> _ASSIGNED TASK_:
Work through the lines below and count those holding "marble"; reply with the number only.

> _DATA SECTION_:
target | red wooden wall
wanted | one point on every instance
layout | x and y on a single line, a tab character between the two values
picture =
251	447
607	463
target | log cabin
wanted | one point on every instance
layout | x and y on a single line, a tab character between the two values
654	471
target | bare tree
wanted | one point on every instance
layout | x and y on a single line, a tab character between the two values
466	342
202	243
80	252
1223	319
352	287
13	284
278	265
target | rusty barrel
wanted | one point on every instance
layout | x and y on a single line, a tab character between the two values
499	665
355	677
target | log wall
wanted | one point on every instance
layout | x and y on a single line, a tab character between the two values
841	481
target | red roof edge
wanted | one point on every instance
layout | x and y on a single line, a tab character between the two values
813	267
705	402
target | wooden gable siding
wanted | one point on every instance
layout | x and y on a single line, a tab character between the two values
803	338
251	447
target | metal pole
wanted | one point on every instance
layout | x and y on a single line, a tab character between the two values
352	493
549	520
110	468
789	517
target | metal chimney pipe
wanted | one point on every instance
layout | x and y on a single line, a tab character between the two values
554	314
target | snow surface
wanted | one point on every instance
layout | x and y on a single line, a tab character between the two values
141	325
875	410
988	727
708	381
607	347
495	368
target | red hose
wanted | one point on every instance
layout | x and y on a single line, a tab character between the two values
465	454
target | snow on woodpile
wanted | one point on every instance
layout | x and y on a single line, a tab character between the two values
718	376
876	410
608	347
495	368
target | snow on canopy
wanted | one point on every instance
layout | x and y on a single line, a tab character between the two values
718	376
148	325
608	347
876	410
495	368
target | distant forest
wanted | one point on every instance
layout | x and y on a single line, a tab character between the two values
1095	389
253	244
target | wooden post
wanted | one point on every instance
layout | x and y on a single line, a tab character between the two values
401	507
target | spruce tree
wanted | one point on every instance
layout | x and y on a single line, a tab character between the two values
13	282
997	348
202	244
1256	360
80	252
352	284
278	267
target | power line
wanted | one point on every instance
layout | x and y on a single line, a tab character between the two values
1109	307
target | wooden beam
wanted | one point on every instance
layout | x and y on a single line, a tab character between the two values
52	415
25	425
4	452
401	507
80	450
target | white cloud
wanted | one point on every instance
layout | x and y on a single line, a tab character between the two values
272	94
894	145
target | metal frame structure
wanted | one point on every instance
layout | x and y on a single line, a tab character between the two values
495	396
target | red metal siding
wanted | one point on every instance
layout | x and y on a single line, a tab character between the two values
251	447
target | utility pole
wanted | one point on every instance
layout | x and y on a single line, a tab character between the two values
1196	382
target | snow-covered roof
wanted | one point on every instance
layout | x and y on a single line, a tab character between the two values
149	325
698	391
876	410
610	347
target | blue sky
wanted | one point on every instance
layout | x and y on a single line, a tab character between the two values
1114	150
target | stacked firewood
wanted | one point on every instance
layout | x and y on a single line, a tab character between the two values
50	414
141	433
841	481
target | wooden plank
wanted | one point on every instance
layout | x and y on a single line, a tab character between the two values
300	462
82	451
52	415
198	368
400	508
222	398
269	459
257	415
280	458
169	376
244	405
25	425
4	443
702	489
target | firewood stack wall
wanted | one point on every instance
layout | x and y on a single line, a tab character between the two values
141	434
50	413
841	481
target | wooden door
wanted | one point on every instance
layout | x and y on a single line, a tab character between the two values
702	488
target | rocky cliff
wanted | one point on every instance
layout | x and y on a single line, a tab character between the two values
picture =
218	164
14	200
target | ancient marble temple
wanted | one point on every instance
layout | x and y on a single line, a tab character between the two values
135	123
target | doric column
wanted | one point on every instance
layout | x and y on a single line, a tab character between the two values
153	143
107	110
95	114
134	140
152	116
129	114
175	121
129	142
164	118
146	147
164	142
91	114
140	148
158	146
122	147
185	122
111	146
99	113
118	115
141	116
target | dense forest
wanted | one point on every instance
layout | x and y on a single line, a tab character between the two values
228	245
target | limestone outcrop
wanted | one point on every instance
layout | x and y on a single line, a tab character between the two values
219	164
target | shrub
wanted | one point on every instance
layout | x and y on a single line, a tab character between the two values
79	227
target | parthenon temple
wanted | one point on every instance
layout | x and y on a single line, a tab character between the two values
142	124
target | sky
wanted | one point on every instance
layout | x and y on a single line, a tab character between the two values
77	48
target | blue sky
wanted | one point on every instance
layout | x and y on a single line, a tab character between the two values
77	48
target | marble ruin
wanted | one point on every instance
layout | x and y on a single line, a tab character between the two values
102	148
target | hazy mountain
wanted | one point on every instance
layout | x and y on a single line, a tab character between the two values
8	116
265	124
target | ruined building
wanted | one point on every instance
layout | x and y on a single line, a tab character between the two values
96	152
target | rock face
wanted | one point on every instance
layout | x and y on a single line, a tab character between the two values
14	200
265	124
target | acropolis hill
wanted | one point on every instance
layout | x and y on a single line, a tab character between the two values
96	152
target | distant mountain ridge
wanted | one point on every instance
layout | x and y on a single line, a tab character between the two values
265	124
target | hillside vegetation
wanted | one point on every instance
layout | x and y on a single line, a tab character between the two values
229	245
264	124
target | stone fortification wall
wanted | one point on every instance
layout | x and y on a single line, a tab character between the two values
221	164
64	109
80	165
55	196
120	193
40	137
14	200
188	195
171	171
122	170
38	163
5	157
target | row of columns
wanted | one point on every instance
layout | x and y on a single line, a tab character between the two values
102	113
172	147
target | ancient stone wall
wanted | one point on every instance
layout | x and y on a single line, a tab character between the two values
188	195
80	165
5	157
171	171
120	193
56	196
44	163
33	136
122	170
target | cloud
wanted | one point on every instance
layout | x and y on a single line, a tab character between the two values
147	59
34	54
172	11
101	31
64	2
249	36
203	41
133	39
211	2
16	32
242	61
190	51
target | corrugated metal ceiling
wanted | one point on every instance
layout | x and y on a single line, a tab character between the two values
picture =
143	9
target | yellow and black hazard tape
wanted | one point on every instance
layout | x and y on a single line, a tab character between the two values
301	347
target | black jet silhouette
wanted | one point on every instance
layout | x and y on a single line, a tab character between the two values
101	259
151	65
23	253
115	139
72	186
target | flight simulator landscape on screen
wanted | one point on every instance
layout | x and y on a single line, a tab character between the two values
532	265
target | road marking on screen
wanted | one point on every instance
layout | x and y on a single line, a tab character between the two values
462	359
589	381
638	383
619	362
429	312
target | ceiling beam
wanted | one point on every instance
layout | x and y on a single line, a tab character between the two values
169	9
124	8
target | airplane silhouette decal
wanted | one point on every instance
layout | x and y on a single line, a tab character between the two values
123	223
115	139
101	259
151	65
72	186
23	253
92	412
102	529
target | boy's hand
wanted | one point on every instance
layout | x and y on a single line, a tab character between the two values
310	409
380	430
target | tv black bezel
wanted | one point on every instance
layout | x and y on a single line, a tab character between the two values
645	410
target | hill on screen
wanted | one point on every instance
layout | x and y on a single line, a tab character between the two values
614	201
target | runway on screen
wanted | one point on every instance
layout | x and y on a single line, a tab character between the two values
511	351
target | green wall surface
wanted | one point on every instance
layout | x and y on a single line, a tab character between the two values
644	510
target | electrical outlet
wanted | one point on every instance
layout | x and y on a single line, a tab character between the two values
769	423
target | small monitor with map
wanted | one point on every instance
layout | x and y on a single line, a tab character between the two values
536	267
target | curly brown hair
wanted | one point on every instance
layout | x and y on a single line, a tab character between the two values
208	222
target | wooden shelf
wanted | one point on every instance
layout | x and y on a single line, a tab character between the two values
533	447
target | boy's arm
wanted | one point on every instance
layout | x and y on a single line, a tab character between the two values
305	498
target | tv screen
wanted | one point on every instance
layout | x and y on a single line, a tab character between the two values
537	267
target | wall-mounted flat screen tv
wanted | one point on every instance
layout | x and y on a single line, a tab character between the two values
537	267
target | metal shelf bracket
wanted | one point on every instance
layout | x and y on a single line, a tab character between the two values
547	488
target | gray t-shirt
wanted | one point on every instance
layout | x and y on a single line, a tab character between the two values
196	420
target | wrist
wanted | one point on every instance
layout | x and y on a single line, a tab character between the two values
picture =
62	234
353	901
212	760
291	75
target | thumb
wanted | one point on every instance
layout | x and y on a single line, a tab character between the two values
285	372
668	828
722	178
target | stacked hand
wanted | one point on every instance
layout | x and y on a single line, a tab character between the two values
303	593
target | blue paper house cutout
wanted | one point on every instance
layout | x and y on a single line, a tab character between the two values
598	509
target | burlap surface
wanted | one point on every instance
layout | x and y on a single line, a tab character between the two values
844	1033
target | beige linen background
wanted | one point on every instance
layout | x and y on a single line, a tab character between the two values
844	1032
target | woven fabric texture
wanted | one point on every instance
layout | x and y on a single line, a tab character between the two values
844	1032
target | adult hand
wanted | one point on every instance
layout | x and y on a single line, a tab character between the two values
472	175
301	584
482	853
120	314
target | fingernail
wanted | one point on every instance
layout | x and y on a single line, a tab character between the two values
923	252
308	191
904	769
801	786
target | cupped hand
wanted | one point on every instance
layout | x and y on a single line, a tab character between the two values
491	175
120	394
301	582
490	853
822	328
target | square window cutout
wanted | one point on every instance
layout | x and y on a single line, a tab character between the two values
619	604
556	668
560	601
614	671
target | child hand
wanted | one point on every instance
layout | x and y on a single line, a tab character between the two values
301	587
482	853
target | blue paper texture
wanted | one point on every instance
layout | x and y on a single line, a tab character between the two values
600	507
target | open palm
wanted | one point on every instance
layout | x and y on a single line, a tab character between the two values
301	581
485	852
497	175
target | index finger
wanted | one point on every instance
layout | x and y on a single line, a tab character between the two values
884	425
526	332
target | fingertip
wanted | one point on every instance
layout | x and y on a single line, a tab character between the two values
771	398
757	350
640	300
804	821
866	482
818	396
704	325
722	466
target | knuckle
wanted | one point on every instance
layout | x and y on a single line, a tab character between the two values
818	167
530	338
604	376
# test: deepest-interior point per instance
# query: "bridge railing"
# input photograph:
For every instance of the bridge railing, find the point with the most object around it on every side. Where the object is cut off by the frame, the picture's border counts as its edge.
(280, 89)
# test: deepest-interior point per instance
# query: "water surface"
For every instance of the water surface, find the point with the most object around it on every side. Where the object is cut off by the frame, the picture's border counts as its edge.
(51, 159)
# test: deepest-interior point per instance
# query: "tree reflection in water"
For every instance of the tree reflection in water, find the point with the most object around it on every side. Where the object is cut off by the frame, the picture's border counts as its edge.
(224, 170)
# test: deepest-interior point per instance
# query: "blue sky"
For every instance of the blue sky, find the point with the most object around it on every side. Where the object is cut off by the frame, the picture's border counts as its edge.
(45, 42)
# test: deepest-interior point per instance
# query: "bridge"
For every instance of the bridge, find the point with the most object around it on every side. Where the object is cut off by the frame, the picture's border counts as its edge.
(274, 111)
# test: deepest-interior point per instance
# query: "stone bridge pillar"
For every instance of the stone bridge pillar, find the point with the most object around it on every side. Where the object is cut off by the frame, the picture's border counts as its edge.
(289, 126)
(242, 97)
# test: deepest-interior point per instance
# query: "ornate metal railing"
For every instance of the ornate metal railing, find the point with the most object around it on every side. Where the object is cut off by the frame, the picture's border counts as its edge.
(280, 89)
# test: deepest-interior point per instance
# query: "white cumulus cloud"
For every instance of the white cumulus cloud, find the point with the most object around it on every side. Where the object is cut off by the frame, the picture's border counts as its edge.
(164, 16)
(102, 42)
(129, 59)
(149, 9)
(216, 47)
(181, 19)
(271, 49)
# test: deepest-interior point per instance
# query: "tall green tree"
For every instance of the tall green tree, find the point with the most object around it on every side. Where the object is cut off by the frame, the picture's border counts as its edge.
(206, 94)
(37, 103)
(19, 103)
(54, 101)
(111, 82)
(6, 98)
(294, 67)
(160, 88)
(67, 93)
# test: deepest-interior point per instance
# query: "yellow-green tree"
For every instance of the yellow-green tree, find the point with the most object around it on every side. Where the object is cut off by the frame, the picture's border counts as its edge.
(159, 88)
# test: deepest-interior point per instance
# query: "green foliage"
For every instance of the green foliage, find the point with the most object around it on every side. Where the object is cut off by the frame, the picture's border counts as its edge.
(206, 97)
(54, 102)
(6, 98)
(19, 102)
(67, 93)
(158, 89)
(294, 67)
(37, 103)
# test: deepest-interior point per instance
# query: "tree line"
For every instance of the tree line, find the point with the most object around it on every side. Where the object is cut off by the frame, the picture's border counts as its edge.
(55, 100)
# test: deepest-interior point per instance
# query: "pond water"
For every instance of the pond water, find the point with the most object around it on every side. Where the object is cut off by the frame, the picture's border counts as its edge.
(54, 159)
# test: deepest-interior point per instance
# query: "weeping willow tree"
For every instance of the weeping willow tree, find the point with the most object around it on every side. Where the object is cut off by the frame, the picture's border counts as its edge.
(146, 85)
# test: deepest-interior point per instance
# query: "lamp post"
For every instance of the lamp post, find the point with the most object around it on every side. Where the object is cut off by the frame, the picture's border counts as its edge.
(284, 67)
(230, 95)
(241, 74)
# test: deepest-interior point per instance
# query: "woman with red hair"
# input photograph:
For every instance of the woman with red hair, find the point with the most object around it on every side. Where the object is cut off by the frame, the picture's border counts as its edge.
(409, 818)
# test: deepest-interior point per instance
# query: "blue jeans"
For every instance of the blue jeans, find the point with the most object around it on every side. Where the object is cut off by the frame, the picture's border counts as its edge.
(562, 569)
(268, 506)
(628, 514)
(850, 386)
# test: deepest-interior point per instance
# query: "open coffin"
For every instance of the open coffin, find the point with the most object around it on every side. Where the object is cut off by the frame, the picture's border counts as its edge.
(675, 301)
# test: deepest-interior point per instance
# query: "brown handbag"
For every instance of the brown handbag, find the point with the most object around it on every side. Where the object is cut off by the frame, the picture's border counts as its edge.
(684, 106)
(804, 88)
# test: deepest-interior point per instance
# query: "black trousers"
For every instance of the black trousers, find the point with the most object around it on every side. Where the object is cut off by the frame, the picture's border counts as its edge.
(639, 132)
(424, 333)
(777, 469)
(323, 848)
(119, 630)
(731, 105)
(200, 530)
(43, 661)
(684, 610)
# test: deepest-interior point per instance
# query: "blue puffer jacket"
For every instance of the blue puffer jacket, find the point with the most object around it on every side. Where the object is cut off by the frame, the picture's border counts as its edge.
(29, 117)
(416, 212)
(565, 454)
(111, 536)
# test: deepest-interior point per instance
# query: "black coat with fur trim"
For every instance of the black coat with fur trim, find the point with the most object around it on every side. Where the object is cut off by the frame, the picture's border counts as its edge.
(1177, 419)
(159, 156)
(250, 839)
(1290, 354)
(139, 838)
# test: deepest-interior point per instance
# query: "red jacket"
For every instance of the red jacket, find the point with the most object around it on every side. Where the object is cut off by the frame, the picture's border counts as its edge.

> _EXPECTED ANSWER_:
2